Bulimia nervosa is a type of eating disorder which is most prevalent among females and there is also considerable overlap between this mental health condition and other disorders such as binge eating disorder, depression and anorexia nervosa.
As with the majority of mental health problems, there are a variety of different theories and factors believed to play a part in the development of the disorder including:
- Developmental theories
- Cognitive theory
- Genetic links
Developmental Theories and Bulimia
The main argument associated with developmental theorists is the belief that pressure to look a certain way and fit in through being thin is greatest during the period of adolescence. Evidence also indicates that girls are more affected by inner turmoil at this time, resulting in insecurity, low self-esteem, anxiety and feeling self-conscious.
In addition, developmental theories suggest that boys usually find forming an identity somewhat easier than girls. Society as a whole is also recognised as continually changing in terms of expectations of the female role in terms of food, sexuality and gender roles.
Cognitive Theory and Bulimia
Cognitive theory is all about identifying and challenging negative behaviours, feelings and thoughts and beliefs about oneself as this theory recognises that thoughts, feelings and behaviour all impact one another. In terms of applying cognitive theory to bulimia, the emphasis is on learning to interrupt destructive behaviour/thought patterns which serve to keep the vicious cycle going round.

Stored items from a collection
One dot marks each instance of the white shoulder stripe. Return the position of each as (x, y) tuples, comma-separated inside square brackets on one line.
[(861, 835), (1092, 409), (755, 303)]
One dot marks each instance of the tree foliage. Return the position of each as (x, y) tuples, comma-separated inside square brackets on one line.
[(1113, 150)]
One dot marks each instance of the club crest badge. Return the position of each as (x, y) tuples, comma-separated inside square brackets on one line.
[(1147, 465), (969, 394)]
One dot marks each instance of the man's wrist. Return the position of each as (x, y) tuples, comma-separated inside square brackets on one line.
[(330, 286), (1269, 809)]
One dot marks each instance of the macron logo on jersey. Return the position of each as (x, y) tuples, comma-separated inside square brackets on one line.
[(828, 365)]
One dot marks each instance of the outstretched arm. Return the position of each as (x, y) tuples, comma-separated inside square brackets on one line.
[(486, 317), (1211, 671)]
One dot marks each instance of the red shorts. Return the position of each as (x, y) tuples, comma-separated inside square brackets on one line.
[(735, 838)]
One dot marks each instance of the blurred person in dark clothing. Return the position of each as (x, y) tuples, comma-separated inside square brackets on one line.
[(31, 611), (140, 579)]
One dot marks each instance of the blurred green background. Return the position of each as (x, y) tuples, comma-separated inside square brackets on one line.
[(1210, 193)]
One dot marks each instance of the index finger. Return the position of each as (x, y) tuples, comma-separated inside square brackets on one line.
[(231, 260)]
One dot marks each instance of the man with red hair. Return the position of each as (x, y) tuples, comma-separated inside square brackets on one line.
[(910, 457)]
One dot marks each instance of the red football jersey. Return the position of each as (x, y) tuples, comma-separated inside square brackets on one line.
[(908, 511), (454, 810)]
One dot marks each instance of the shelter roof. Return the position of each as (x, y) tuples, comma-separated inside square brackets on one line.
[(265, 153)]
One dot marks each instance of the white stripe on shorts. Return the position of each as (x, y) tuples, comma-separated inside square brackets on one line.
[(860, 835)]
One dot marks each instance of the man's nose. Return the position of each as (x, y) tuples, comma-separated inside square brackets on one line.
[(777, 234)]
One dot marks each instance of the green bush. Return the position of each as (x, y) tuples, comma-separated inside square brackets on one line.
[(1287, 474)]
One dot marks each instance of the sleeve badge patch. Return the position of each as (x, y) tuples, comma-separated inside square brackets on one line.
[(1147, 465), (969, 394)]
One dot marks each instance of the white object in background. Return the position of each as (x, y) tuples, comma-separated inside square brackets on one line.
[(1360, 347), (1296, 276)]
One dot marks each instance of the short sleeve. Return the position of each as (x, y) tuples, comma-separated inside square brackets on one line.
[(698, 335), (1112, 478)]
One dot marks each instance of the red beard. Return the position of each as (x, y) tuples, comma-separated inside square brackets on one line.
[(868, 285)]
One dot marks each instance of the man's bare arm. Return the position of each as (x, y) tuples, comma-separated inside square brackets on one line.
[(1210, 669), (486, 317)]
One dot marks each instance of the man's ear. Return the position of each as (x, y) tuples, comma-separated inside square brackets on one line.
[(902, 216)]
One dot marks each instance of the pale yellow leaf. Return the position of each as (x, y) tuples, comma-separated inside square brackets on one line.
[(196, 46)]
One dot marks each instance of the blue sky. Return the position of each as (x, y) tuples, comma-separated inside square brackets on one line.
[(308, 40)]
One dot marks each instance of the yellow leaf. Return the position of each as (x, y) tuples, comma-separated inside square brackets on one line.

-- PROMPT 1 --
According to the passage on bulimia nervosa above, what feelings result from the inner turmoil that affects girls during adolescence? List each one.
-- PROMPT 2 --
Write the next part of the passage on bulimia nervosa, picking up after its final sentence.

-- EXERCISE RESPONSE 1 --
Insecurity, low self-esteem, anxiety and feeling self-conscious.

-- EXERCISE RESPONSE 2 --
In time, the idea is that the interruption of the destructive cycle of bulimia will get earlier and eventually prevent the downward spiral that results in behaviour such as misusing laxatives, diet pills, diuretics and emetics.
Genetic Links and Bulimia
Many research studies undertaken on eating disorders including bulimia pinpoint that there is a genetic element associated with these mental health conditions. As with many health problems, the closer the relative, the more likely the individual is to also suffer from the same illness.
It is important to highlight that some individuals will develop bulimia with no apparent genetic risk and so in addition to genetic links there must be other factors which are responsible for triggering the condition. Another suggestion is that this link may also have a lot to do with the similarity of wider circumstances associated with close relatives.
In addition to the underlying theories believed to be related to the development of bulimia, other theories include biological theories, family systems and socio-cultural models. While each may well play a part in different sufferers it is unlikely that any one single theory can be totally responsible for the condition.